Telecom industry economics 101-a primer

Telecom pricing has always seemed opaque, random and complex. But there is logic behind the seeming madness, which I try to explain below

  1. Fair usage policy which restricts the user speed for 'unlimited speed' beyond certain limits, attempts to invert the Pareto principle on its head. After all, the specious logic used for fair usage policy is that a few users by their huge usage lower the overall experience for everyone else. Agreed, but that is what the Pareto principle is all about. By trying to avoid that, this is a novel experiment to avoid that here(i.e socialize the usage in a way). However, it does seem a success-logically and financially
  2. Call termination charges are levied by the destination network, and impose a lower ceiling on calls tariffs between operators. But for intra-operator calls, this is not applicable(except within circles where due to separate license norms, they are subject to separate P&L and transfer pricing), and so operators can offer it at near zero prices(like say 2paise for a minute!). There, the pricing would probably factor in opportunity cost of using the spectrum(since that is a finite resource) and other network effects, but not out of pocket costs.

****************

▸ What is asked
A - For each statement below, say yes or no as to whether it agrees with the telecom pricing primer, and quote the primer's words that decide it. (i) Call termination charges are levied by the originating network. (ii) For intra-operator calls, operators can offer near-zero prices. (iii) The fair usage policy appears to be a success both logically and financially.
B - Pick up the telecom pricing primer after its last sentence and keep writing it.

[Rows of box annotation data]
****************

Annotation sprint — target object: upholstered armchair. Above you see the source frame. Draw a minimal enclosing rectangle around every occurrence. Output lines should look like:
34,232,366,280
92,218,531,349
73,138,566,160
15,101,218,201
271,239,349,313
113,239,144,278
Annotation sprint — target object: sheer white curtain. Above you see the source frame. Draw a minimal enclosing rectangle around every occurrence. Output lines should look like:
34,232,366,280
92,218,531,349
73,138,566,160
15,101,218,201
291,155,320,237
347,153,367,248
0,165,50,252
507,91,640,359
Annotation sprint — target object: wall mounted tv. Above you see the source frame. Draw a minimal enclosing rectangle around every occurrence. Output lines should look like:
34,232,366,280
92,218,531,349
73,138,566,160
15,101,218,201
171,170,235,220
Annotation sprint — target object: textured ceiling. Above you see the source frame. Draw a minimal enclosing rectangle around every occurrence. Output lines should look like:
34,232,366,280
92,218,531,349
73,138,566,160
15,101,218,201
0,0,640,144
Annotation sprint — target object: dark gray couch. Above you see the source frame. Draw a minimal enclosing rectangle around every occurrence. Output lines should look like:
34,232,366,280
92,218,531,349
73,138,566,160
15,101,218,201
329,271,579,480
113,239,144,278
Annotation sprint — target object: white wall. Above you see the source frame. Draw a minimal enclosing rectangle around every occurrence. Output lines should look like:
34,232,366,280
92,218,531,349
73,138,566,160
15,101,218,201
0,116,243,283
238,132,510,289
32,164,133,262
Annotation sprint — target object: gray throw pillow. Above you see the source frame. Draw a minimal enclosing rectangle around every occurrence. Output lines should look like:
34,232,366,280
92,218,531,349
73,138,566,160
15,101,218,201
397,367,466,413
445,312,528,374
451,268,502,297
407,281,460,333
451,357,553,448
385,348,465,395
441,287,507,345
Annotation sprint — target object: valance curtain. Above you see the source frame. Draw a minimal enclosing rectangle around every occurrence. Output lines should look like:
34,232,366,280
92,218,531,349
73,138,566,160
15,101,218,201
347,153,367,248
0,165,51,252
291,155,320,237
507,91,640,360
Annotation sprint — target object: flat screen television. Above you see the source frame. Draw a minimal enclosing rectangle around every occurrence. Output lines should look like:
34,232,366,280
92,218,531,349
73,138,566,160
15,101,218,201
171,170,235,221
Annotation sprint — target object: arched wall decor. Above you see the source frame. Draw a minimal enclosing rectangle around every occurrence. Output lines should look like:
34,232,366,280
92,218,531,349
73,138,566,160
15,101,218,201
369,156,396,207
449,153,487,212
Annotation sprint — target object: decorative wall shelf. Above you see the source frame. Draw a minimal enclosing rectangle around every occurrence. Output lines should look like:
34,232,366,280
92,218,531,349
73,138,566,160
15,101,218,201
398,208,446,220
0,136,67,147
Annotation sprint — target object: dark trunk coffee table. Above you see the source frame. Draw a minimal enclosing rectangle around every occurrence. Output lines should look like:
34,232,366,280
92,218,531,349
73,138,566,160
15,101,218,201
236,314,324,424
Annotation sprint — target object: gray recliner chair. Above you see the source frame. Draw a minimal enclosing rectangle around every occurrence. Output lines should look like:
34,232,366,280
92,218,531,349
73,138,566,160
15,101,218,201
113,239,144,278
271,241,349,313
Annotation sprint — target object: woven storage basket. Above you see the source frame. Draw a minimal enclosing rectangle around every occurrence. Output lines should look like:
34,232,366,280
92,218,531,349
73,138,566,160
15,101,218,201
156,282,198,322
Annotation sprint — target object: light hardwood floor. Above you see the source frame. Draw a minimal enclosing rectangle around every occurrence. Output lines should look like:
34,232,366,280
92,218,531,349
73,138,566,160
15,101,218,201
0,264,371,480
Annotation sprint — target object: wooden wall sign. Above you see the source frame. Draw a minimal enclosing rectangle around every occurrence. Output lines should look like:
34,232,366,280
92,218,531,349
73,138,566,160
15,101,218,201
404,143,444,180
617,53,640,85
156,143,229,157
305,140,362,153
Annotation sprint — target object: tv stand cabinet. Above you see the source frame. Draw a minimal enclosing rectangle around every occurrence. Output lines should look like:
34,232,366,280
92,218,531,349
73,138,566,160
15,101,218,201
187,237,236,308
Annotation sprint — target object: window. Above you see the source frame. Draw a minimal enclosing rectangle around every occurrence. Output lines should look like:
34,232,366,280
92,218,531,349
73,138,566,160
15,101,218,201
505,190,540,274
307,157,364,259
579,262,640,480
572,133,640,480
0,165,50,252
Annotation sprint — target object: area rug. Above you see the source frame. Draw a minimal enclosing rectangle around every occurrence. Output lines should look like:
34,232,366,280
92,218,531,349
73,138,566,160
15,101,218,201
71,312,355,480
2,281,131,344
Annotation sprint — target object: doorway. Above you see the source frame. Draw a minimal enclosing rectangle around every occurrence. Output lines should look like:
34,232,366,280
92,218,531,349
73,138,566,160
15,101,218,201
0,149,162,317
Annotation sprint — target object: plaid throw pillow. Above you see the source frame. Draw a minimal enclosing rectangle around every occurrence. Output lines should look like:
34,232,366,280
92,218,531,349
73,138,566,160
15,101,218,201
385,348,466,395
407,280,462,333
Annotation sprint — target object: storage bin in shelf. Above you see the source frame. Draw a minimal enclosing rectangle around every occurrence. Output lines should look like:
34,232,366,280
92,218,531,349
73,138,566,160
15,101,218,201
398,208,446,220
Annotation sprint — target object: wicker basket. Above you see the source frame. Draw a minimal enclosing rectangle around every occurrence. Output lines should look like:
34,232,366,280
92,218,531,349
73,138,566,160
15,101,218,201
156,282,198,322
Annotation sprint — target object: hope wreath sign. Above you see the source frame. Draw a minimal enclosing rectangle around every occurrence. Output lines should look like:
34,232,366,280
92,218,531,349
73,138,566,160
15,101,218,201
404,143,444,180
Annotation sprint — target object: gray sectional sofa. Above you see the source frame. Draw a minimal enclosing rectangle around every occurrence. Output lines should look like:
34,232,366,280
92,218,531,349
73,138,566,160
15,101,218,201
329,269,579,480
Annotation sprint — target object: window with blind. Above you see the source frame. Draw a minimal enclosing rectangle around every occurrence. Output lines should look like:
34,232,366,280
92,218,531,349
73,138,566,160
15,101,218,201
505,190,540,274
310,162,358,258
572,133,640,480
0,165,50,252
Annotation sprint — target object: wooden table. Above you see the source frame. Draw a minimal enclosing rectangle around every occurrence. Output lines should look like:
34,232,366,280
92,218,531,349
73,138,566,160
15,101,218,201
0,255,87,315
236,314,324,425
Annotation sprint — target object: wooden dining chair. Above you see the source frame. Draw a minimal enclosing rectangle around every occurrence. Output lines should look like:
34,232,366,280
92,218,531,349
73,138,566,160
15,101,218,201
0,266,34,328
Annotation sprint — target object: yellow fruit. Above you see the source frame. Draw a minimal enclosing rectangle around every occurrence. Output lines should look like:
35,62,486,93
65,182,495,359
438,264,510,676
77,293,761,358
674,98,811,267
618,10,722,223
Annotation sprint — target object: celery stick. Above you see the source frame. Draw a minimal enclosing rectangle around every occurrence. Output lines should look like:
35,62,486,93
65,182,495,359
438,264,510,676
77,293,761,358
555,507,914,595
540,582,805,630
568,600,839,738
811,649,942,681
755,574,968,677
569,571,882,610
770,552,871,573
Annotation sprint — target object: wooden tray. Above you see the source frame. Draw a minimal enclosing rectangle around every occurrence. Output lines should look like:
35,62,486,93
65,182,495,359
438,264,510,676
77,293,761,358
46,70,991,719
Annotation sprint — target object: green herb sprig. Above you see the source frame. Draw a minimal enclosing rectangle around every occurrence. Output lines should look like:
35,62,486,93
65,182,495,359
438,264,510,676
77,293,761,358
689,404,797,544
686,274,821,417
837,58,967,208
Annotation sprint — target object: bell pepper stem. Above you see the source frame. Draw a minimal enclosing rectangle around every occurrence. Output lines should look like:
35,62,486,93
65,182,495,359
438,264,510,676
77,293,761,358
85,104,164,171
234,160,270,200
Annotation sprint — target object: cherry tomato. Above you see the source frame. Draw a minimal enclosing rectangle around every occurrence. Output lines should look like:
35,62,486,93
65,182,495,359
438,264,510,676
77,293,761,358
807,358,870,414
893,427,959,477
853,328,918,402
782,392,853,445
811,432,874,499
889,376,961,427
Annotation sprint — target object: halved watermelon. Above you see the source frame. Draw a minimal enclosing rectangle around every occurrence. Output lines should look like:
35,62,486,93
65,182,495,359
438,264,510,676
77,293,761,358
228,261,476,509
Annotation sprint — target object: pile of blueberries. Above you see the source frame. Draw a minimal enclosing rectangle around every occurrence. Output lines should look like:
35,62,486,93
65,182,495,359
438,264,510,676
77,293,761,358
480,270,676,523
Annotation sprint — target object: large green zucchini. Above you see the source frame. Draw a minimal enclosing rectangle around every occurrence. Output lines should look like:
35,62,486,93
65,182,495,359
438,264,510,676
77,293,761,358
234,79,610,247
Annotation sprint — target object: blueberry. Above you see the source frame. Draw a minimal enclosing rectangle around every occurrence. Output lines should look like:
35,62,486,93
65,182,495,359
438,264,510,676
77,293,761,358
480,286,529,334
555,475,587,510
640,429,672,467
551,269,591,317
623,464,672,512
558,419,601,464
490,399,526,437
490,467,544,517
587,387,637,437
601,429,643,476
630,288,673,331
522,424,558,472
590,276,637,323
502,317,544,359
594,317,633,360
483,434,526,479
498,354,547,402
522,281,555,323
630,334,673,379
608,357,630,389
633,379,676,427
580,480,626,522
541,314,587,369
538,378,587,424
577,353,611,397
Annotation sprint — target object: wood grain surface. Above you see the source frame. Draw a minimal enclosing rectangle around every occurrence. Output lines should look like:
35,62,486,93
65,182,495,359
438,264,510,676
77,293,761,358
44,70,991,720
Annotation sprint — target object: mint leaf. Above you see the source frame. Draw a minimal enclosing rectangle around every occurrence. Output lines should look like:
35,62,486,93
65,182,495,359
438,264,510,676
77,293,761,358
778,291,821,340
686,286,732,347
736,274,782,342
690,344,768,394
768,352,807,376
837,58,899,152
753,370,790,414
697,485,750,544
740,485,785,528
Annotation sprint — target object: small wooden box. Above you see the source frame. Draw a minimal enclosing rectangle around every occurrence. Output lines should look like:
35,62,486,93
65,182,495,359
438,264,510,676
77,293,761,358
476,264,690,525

****************

▸ Expected results
A -
(i) No: "Call termination charges are levied by the destination network"
(ii) Yes: "operators can offer it at near zero prices"
(iii) Yes: "it does seem a success-logically and financially"

B -
  3. Like Dominos, Subway and Starbucks which sell a base and try to earn superprofits on the top-ups/upsize options, those economics/rationales apply more so to telecom, with its low incremental costs per minute. So lessons from the F&B industry can be profitably applied here
  4. The cost structure from the operational side is largely fixed(spectrum, network) except for companies like Airtel which have a per-time slot cost structure thanks to innovative deals with their service providers. From the marketing side, channel partners get a fixed fee for customer acquisition, and therefore churn is very expensive for telcos which cannot recoup that fee(that is why an upfront fee/activation charge/registration fee is usually charged, that generally goes to recoup these upfront costs).
  5. Telecom is intimately linked to customer behaviour(how they talk, listen to music, surf data) and so like food, it is VERY local. That is why tariff plans are also localized, and increasingly with the special offers/'best plan suggestion'; telcos are trying to refine their price discrimination by targeting offers to the n=1 target segment.
Will try to explain more later, but this is all for now.